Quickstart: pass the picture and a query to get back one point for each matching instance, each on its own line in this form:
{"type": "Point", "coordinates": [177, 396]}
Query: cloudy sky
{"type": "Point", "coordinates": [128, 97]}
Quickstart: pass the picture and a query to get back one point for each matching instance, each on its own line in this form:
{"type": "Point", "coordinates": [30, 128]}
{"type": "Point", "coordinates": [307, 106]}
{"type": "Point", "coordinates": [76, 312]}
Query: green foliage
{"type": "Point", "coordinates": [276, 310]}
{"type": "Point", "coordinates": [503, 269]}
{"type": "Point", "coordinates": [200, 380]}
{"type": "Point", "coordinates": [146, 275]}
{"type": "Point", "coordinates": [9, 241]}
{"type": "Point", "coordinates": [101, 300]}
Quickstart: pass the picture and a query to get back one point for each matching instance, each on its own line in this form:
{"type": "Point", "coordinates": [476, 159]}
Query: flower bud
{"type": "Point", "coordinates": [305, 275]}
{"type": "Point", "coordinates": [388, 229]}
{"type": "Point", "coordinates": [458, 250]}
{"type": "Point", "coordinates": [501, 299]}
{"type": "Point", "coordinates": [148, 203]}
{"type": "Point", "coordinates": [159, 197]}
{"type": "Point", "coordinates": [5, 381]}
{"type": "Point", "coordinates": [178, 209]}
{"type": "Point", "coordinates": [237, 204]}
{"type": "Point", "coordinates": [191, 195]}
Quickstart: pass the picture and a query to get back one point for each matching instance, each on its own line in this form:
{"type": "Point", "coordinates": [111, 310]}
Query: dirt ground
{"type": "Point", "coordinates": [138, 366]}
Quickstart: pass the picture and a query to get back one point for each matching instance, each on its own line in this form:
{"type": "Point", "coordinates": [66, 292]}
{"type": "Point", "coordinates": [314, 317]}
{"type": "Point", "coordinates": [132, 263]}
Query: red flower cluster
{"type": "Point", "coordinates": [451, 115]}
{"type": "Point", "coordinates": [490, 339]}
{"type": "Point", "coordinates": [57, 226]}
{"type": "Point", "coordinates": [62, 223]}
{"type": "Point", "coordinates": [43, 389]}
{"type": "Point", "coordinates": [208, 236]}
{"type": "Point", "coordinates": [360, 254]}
☆ ☆ ☆
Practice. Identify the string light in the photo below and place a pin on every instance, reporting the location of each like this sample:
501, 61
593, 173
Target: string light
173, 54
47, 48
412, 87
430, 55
☆ ☆ ☆
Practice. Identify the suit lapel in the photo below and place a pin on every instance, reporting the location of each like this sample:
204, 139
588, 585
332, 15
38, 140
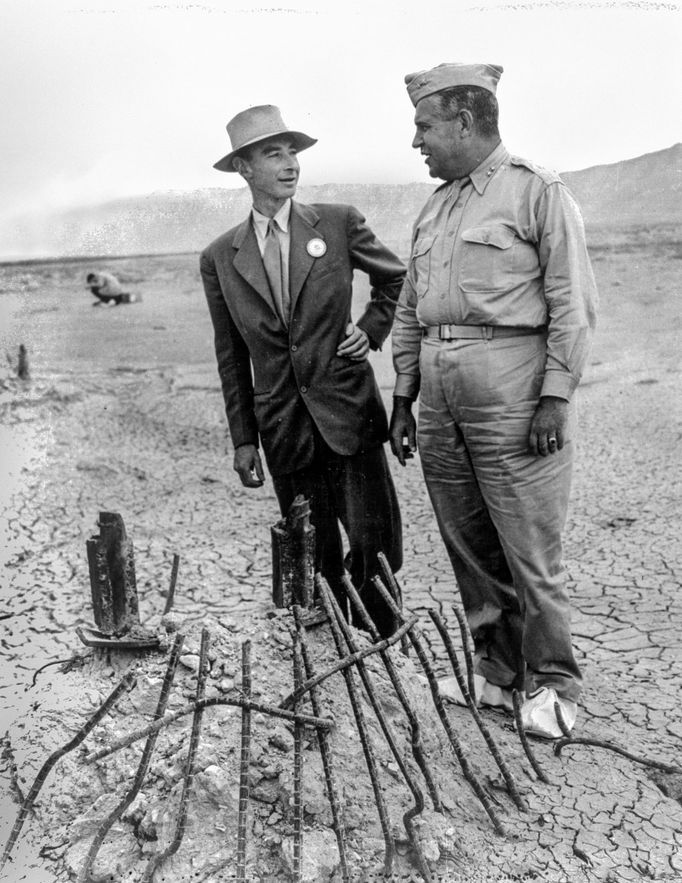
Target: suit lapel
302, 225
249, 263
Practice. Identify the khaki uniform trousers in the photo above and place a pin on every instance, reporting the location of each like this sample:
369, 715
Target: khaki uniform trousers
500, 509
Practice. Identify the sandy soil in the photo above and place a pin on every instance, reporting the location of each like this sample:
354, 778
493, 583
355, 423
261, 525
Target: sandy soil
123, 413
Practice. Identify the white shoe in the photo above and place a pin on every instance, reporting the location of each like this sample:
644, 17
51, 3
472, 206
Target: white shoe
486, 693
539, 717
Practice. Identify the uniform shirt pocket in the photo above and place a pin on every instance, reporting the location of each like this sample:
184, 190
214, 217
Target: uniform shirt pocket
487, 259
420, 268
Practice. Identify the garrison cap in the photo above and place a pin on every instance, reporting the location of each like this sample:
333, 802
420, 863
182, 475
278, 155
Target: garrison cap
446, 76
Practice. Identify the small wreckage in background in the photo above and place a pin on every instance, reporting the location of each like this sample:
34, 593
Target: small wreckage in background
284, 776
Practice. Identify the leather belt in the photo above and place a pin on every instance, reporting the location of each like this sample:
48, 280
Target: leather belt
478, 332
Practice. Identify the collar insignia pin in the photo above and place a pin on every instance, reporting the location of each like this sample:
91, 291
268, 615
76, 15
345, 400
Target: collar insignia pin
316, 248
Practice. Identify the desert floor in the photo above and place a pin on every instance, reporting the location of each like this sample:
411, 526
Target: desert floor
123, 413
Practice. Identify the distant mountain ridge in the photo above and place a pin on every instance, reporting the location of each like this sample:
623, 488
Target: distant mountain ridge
☆ ☆ ☆
(WORK INSTRUCTIONS): Your answer must be one number: how many lines of the entries hold the string "below".

(TASK SOLUTION): 2